** PROBLEM REQUIREMENTS **
Identify and copy each line of the records below that contains the word "paved".

** DATA FOR THIS TASK **
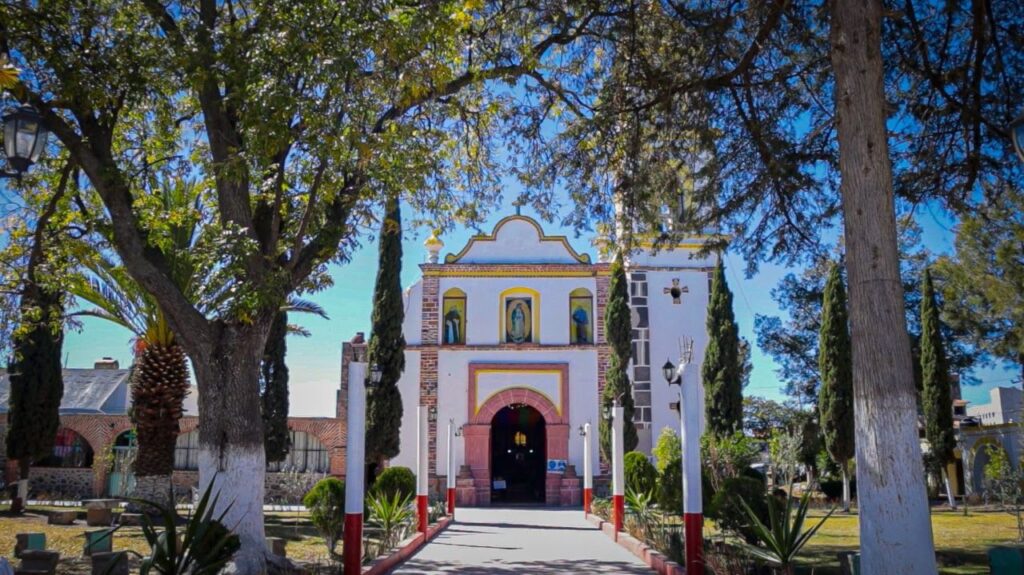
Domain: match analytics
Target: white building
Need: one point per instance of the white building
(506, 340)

---

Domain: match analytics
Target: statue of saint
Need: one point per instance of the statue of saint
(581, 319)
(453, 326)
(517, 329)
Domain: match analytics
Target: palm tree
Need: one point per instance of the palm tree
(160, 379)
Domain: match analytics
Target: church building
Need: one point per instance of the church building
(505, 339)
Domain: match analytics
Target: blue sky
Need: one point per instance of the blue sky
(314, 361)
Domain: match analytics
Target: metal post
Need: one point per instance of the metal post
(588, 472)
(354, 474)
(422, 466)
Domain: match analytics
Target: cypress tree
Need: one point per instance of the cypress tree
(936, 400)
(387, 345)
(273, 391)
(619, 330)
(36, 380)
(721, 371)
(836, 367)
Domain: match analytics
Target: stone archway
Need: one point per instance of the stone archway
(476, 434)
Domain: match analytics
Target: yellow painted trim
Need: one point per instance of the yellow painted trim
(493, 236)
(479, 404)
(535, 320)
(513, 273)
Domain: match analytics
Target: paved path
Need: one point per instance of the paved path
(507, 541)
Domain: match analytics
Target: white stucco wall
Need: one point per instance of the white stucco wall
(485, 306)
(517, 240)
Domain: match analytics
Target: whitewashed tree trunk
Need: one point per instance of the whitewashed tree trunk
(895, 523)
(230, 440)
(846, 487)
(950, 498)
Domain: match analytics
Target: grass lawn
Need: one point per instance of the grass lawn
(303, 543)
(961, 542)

* * *

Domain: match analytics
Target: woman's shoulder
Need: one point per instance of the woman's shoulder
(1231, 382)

** THE ANSWER **
Target: paved path
Need: one point per instance of the paved path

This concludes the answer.